◆ **Activity**
Would you return, word for word, the lines of the data below from the line with "Expected: one point per instance of the asphalt" through the line with "Expected: one point per instance of the chain", and no others?

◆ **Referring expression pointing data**
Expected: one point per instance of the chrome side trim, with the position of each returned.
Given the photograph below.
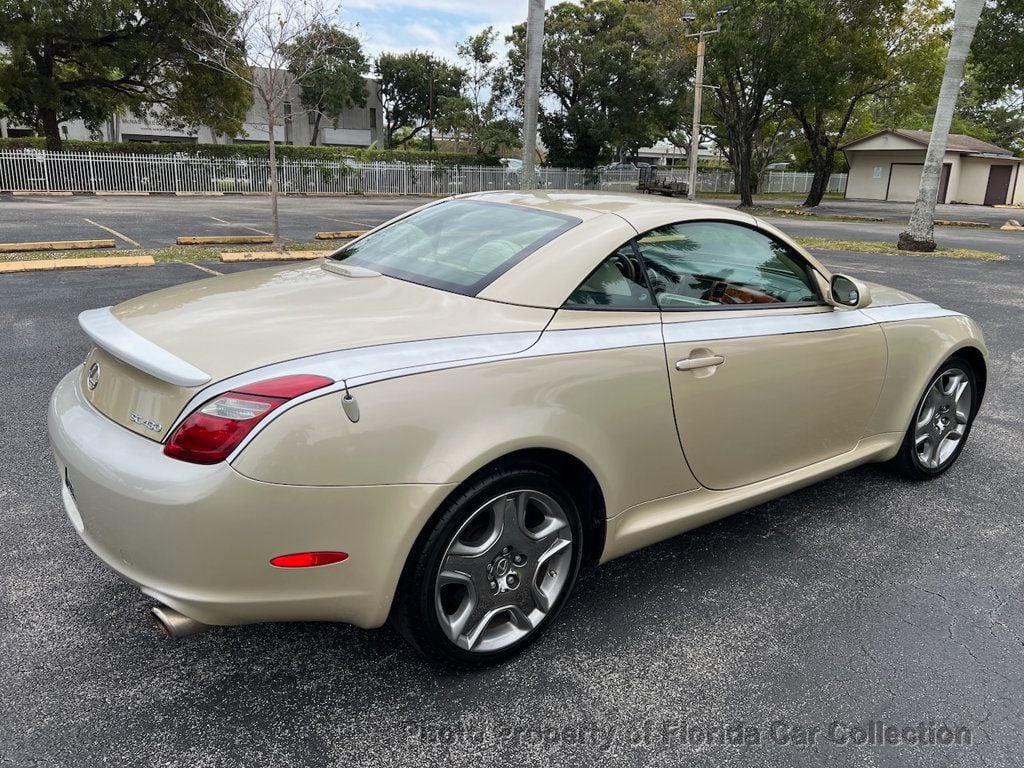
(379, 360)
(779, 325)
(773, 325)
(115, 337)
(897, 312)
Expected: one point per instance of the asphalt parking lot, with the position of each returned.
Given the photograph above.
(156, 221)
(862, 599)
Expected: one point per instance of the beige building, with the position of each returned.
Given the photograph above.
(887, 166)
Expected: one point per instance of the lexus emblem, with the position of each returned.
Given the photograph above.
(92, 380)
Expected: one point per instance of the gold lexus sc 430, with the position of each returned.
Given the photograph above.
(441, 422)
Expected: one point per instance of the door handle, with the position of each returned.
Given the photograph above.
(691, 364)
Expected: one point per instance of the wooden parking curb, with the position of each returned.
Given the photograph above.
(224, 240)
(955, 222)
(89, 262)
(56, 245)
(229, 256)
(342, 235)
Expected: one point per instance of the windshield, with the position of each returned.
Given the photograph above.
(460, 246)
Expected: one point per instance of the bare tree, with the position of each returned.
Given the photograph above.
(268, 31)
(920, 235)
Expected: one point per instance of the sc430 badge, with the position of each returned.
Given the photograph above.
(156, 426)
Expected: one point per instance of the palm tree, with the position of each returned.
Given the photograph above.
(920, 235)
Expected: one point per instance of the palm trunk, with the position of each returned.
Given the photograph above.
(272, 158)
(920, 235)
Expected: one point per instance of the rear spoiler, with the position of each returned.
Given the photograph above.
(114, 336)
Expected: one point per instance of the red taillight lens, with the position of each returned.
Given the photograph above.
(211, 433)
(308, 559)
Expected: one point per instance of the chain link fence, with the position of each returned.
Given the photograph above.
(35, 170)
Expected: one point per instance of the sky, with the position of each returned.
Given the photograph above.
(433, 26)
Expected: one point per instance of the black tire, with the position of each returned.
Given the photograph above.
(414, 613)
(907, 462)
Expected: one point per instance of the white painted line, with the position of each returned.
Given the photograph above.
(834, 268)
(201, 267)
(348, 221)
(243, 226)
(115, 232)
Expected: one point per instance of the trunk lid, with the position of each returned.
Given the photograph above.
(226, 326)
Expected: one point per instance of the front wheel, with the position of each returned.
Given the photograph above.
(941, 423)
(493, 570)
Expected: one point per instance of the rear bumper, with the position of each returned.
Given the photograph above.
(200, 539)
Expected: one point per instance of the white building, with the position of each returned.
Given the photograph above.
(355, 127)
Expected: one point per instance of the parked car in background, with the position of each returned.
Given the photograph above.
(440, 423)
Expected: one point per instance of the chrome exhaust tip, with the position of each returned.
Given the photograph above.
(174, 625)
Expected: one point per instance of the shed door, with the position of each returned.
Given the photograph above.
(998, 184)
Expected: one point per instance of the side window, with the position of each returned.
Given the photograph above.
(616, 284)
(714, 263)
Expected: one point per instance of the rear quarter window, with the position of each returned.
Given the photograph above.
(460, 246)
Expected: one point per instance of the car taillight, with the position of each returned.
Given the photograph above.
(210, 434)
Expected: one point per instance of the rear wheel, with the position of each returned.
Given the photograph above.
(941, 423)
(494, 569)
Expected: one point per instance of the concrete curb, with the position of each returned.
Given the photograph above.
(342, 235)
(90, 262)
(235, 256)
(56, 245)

◆ **Answer box**
Expected: one point per instance of the asphalt parking lot, with the position of each returned.
Given the photograph above.
(156, 221)
(862, 599)
Expected: one point per instance of the beige building, with the position of each returned.
Given the photograph above.
(887, 166)
Expected: one point per instance of the lexus emblem, with the position of each returned.
Given the photograph above.
(92, 380)
Expected: one point per instance of the gold lexus sc 430, with the position of each returned.
Given the photograph above.
(441, 422)
Expected: one point per instance of the door handle, with the position of each returned.
Given the photograph above.
(691, 364)
Expected: one point per instance of the wooden parking curb, with the position of each returned.
Given the photograph above.
(224, 240)
(955, 222)
(89, 262)
(56, 245)
(229, 256)
(342, 235)
Expected: one point per instance of the windshield, with the position of each returned.
Given the photograph above.
(460, 246)
Expected: one point per instance of the bare tree, with the position of each returned.
Given the photograph above.
(268, 31)
(920, 235)
Expected: one point per instance of the sc430 badge, with the position of each returned.
Given the photograph above.
(156, 426)
Expected: one point per instance of the palm tree, with the position of each returned.
Given the photograph above.
(920, 235)
Expected: one point per instance of the palm trunk, with the position of each returned.
Given the photograph above.
(272, 158)
(920, 235)
Expected: one point per instance of the rear spoiler, with the position of each returned.
Given the photograph above.
(114, 336)
Expected: one point per instance of the red taillight lens, with the position of each returned.
Given the photograph above.
(211, 433)
(308, 559)
Expected: one point per instance of the chain link fence, with the position of each returned.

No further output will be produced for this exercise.